- PROBLEM: Copy the following records word for word, leaving out the pictures.

____ EXTRACTED DATA

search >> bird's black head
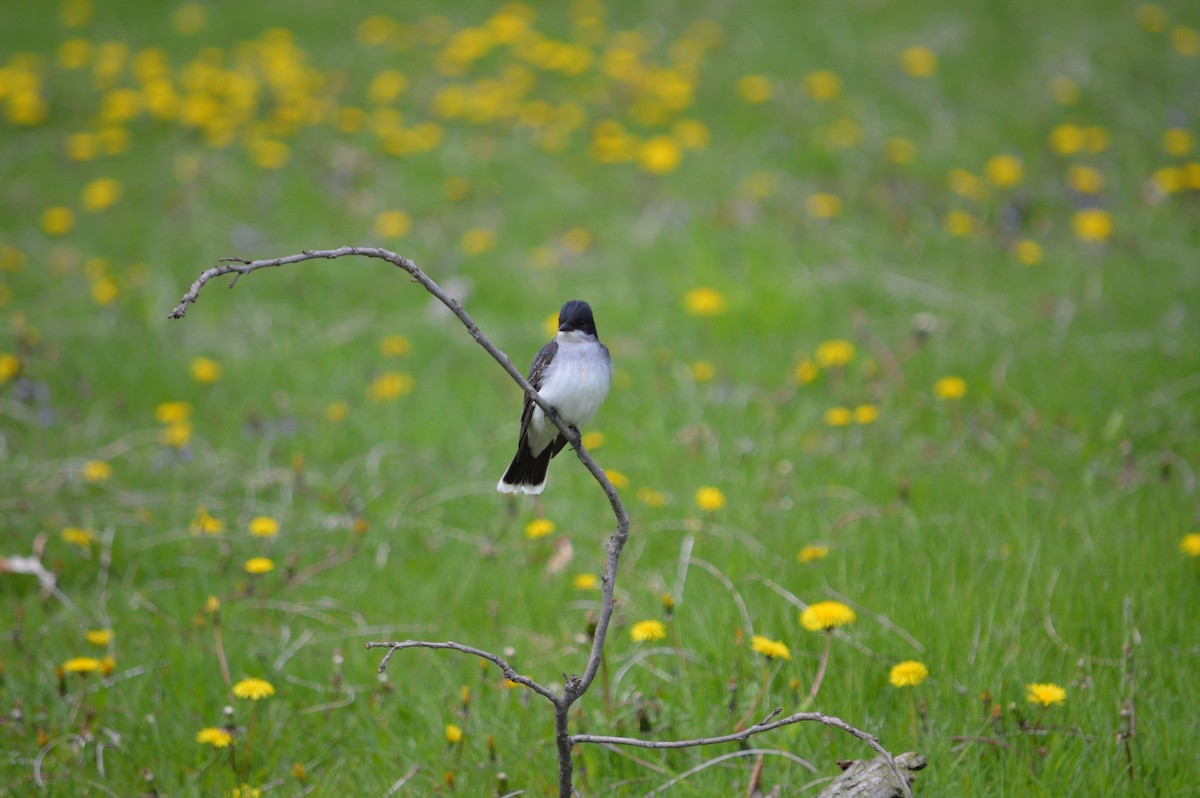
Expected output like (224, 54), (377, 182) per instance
(558, 299), (596, 335)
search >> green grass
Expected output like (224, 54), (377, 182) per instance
(0, 0), (1200, 796)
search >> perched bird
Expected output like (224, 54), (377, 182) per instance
(496, 299), (612, 493)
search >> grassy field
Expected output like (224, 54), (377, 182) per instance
(0, 0), (1200, 797)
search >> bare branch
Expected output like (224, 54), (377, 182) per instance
(570, 709), (912, 798)
(367, 640), (558, 703)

________

- FULL OUTPUT:
search >> bird's black head
Expected output like (224, 54), (377, 182) per instance
(558, 299), (596, 335)
search >> green grass
Expected output like (224, 54), (377, 182) per instance
(0, 0), (1200, 796)
search >> perched bird
Expected output like (224, 54), (377, 182) per instance
(496, 299), (612, 493)
search >> grassy field
Expected output like (224, 54), (377, 182) per instance
(0, 0), (1200, 797)
search >> bare branch
Expected output like (224, 54), (377, 182) per instance
(570, 709), (912, 798)
(367, 640), (558, 703)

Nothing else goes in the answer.